- **The problem**: Please change "named target" to "named object" in the rows, starting at the first row and continuing through the row containing "column 130, row 483", and write them out again with nothing else altered. Leave the pictures out of your answer.

[BEGIN Provided material]

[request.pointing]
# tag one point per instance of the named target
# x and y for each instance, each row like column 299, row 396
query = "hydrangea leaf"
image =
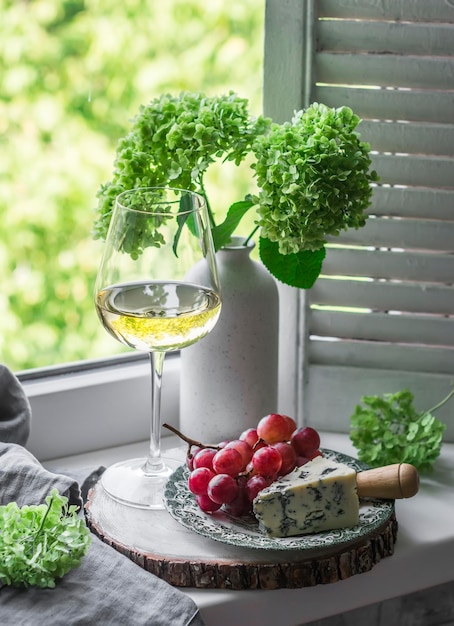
column 223, row 233
column 299, row 269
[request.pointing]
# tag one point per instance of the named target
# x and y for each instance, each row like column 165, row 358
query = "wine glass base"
column 130, row 483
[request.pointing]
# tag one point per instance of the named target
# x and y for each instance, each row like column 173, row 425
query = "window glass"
column 74, row 73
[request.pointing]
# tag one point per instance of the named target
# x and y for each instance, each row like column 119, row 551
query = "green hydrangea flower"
column 314, row 178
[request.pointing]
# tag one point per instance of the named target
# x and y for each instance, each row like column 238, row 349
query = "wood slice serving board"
column 156, row 541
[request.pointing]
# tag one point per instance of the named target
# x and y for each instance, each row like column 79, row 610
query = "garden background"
column 73, row 74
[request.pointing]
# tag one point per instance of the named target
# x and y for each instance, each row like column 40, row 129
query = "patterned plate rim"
column 181, row 505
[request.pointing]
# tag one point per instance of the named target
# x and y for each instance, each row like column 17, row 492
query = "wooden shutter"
column 381, row 317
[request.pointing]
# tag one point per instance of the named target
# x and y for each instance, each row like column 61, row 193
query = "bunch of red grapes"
column 232, row 474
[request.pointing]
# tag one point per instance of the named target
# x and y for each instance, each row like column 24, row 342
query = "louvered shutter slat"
column 400, row 328
column 413, row 202
column 385, row 300
column 384, row 264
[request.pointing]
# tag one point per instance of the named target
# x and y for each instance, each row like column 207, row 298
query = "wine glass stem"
column 154, row 462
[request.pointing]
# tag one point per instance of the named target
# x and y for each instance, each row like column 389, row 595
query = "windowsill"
column 423, row 555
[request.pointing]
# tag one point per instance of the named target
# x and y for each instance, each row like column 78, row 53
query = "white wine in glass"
column 144, row 300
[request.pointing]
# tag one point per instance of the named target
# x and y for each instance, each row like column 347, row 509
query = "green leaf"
column 223, row 232
column 297, row 270
column 389, row 430
column 40, row 543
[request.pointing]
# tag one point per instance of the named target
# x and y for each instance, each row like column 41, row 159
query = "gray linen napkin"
column 108, row 588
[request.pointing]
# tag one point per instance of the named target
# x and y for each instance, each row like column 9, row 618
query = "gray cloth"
column 108, row 588
column 15, row 412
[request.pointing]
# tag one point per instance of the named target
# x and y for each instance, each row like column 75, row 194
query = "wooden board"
column 159, row 544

[END Provided material]

- **Response to the exercise**:
[request.pointing]
# tag one point per instance of the named object
# x and y for each instance, each row like column 299, row 396
query = "hydrangea leaf"
image =
column 223, row 233
column 299, row 269
[request.pointing]
# tag one point per instance of the named object
# x and y for each instance, each row like column 165, row 358
query = "wine glass base"
column 130, row 483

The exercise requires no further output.